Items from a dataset
┄┄┄┄┄┄┄┄┄┄
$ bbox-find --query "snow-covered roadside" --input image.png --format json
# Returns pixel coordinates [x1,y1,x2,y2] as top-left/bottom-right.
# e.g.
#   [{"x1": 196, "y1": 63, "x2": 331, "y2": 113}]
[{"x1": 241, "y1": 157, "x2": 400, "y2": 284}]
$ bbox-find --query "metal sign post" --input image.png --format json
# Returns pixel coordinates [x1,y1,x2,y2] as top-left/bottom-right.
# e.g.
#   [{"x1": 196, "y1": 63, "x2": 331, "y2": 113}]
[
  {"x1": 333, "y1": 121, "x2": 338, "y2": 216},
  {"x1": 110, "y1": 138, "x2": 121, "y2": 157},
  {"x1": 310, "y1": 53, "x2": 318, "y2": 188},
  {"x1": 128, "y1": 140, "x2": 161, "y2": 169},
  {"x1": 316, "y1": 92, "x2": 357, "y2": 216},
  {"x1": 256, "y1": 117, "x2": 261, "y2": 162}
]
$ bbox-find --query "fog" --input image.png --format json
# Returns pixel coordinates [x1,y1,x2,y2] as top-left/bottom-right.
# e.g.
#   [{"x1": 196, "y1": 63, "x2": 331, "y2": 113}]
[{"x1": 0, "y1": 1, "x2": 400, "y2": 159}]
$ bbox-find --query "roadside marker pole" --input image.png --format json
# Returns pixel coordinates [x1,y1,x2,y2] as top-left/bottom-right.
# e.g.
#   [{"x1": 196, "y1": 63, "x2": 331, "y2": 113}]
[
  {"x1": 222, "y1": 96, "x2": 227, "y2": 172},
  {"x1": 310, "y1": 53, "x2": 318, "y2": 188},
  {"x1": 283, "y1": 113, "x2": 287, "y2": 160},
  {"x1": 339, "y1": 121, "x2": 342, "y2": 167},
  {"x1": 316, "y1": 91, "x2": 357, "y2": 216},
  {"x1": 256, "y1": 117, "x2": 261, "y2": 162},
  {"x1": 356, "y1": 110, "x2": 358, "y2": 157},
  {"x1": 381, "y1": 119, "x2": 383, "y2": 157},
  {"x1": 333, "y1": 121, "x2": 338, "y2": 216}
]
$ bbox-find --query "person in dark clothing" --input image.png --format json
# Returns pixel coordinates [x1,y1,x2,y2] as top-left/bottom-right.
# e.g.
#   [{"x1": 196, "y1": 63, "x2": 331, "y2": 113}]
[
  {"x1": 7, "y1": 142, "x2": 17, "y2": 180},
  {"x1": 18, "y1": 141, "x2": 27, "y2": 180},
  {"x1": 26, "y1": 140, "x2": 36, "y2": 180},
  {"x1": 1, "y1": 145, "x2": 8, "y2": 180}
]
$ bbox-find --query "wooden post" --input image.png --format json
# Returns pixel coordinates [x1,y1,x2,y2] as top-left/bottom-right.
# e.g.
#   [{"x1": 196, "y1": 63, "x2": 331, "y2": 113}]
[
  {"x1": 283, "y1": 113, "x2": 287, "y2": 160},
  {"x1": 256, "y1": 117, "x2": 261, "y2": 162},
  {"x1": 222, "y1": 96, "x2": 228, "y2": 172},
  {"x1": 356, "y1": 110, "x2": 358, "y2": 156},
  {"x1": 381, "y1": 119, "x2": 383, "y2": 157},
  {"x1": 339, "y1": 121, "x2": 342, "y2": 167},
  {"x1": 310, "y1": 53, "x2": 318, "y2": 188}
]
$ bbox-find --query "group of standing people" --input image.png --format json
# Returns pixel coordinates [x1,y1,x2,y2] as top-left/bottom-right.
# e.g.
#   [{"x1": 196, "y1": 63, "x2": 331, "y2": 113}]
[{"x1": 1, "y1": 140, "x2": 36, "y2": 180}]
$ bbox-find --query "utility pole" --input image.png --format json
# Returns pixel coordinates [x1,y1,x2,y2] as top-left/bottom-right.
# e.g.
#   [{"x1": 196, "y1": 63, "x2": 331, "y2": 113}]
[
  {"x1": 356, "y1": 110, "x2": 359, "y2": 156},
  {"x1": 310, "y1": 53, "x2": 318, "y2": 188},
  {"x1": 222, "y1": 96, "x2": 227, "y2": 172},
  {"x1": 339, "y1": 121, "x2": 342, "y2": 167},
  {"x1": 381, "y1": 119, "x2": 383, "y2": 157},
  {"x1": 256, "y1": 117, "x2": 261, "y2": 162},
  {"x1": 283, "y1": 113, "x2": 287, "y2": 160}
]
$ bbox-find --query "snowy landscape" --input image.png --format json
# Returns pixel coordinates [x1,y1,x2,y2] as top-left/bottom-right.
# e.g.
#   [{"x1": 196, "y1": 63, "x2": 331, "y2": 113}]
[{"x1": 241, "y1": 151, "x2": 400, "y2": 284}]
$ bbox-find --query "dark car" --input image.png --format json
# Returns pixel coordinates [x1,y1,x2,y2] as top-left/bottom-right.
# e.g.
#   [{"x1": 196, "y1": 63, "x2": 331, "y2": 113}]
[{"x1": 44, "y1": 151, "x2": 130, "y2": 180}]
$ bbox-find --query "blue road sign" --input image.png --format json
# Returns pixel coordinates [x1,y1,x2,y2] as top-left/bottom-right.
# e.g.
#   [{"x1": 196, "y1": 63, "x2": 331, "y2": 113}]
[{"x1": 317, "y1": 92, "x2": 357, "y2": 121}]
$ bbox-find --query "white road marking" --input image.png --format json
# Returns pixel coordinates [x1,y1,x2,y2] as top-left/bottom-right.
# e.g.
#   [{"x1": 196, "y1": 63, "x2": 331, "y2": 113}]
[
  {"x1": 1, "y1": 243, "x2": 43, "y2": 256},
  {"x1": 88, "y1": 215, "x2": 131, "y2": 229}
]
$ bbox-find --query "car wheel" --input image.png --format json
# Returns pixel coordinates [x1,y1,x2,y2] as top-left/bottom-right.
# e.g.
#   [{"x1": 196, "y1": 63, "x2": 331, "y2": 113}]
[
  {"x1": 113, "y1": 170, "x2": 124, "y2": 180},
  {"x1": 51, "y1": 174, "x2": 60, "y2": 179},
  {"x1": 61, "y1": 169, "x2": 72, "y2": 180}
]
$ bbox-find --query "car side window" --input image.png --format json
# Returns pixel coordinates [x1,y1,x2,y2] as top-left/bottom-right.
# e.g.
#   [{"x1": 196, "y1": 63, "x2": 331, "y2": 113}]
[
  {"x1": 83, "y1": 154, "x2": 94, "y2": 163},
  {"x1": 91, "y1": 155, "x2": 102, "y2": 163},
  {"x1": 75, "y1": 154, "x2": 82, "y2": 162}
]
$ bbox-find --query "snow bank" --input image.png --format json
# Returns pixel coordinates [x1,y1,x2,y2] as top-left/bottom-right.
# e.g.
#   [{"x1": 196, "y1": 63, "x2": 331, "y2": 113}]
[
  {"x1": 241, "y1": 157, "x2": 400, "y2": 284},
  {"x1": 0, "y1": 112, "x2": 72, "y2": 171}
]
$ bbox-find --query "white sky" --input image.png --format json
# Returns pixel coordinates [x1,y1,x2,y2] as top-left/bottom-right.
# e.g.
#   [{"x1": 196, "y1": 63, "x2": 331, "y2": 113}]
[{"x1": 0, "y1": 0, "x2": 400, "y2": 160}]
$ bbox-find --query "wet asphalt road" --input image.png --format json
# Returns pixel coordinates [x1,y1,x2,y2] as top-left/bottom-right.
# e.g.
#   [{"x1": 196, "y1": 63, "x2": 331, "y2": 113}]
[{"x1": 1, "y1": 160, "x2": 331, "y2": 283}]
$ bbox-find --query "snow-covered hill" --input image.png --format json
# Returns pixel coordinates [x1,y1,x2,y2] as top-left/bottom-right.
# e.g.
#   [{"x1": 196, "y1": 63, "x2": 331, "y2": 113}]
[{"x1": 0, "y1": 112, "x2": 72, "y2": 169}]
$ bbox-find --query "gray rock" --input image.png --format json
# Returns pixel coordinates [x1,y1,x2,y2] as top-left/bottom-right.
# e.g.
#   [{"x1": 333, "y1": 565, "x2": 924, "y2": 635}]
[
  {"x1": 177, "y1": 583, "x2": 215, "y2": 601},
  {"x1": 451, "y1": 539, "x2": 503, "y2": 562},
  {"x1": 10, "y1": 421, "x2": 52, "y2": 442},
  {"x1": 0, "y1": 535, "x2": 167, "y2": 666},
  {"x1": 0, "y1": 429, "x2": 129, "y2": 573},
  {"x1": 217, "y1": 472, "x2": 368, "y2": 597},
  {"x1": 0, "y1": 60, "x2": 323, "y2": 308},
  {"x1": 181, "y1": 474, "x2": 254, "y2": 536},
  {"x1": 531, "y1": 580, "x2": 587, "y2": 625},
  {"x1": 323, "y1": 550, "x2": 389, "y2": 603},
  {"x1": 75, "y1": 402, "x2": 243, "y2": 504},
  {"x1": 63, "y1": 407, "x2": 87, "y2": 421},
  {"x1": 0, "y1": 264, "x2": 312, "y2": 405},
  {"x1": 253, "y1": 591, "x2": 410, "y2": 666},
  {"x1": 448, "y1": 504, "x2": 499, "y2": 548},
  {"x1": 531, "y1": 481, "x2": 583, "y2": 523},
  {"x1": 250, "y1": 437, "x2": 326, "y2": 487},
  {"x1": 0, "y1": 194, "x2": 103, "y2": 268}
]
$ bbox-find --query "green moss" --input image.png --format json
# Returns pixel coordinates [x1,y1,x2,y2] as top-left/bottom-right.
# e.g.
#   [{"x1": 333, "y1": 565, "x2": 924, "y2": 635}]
┄┄┄┄┄┄┄┄┄┄
Directions for this task:
Extract every line of the records above that contains the word "dark".

Task result:
$ bbox-find --query "person in dark clothing" --input image.png --format json
$ bbox-find --query "dark car" --input image.png --format json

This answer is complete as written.